* Start *
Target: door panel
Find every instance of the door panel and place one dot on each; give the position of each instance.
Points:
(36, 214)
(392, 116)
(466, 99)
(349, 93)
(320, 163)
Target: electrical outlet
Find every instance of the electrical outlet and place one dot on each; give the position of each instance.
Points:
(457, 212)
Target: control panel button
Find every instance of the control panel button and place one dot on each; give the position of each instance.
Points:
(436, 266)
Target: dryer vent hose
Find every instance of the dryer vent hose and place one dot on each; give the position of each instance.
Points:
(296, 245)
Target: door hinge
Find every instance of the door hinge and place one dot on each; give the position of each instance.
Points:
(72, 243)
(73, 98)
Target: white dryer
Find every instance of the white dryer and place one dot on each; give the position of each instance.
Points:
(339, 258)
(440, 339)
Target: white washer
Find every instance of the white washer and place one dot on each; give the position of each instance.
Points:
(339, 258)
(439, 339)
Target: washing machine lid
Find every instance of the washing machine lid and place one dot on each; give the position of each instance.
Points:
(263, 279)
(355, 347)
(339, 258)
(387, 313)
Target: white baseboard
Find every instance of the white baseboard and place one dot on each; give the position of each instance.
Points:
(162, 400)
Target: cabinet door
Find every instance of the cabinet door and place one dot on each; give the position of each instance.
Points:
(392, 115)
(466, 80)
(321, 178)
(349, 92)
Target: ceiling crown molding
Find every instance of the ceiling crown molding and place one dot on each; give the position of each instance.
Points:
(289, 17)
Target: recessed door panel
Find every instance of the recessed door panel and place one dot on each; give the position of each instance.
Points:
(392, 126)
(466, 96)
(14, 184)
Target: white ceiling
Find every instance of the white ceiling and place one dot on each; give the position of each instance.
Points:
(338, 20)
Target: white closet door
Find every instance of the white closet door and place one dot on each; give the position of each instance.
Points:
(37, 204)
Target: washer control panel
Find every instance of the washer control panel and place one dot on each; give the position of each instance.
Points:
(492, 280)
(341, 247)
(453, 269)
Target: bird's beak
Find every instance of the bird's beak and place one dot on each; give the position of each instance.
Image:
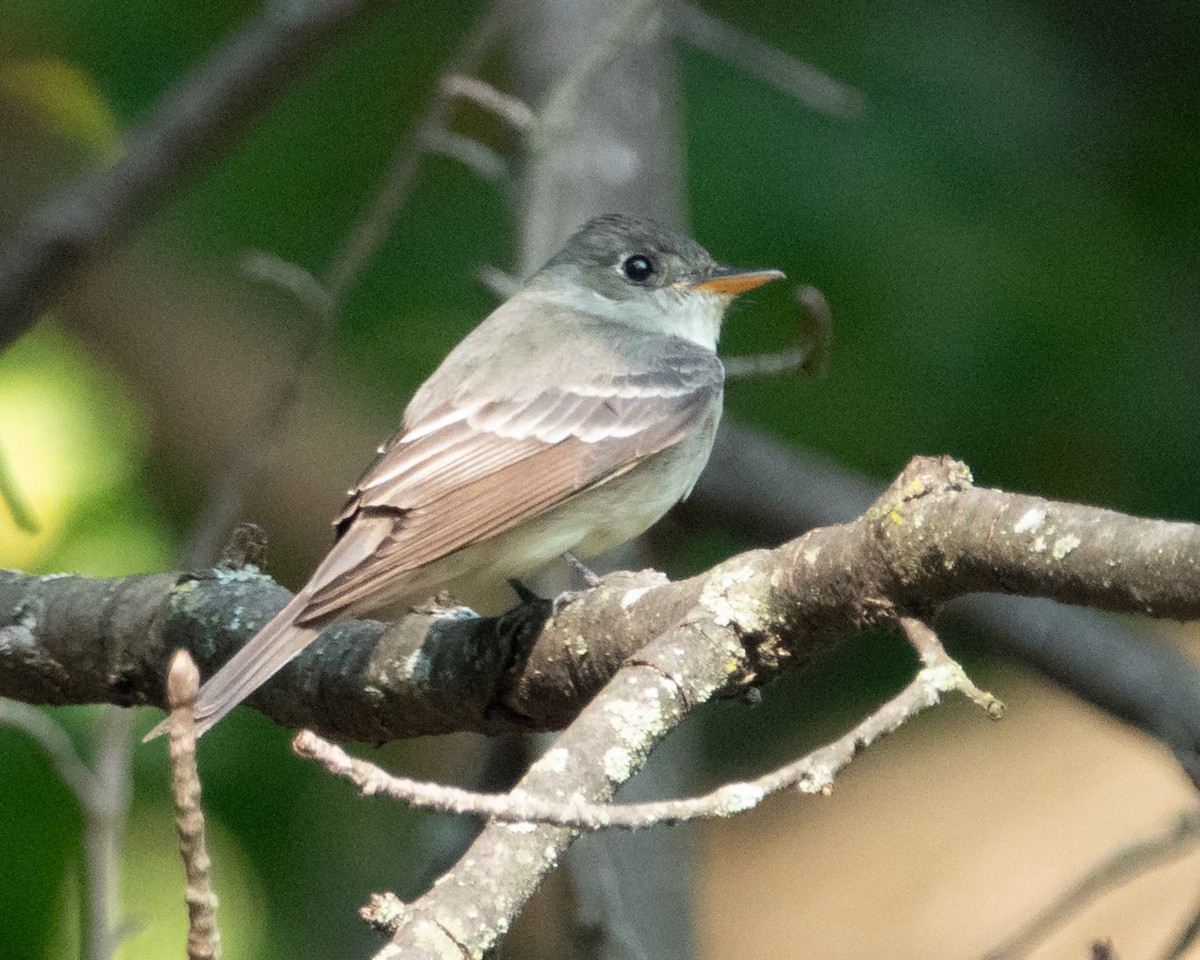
* End *
▶ **Exercise directions**
Revise all the entries above by replacing "place one dot on each" with "mark each with a single dot" and leaving everything else unchanged. Leave the pictures out.

▶ **Answer to the problem**
Target: door panel
Find every instance of the door panel and mark each with a single dot; give the position of each instance.
Points:
(36, 214)
(392, 116)
(466, 99)
(349, 93)
(320, 163)
Target: electrical outlet
Find every instance of the electrical outlet and mark each with a single dot; give the position of each instance.
Points:
(457, 212)
Target: control panel button
Find every instance of the control panel button and mark each with a single dot; give the position of each instance.
Points:
(436, 266)
Target: dryer vent hose
Find every instance of the dryer vent hose and mark each with a single dot; give the position of each instance.
Points:
(296, 245)
Target: door hinge
Find every instance of the door hinge and mark each with a single dot; give the position of each instance.
Points:
(72, 243)
(73, 98)
Target: white dryer
Find every instance of the white dryer and mark each with a single dot; give the position of each instance.
Points:
(339, 258)
(440, 339)
Target: white washer
Find every instance of the white washer and mark each with a single dot; give the position of each instance.
Points:
(339, 258)
(439, 339)
Target: washing machine lid
Find every instance of the washing machine lid and mark each with a single dot; give the position of each instance.
Points:
(263, 279)
(355, 347)
(339, 258)
(387, 313)
Target: white baseboard
Find every instance of the white baseboard and mark each with a single dot; give the position of each instance.
Points:
(162, 400)
Target: cabinet door
Find every instance of the cabinet door and mark each with a single dot; give the position of each instance.
Points:
(392, 115)
(466, 80)
(321, 178)
(349, 92)
Target: ceiling crown molding
Find every instance of the ceiling crown molding and mark each with a single dot; give the position of each instance.
Points:
(289, 17)
Target: recessed door panel
Find every instance of the recessed door panel and mark each with a single dot; give the position of each instance.
Points:
(392, 126)
(466, 96)
(14, 184)
Target: white ceiling
Find every instance of the white ceiling and mark each with a single dot; give the position of each instance.
Points:
(338, 20)
Target: white closet door
Find every instance of the white closet door and mark each with a single dot; give the position of each instance.
Points:
(37, 204)
Target: washer control panel
Find every instance of the washer control panel and mark each with a single dot; give the position of each instance.
Points:
(492, 280)
(341, 247)
(453, 269)
Target: bird's beak
Find every instance of the bird's beak and mark each with a single dot; give the position of each instance.
Image:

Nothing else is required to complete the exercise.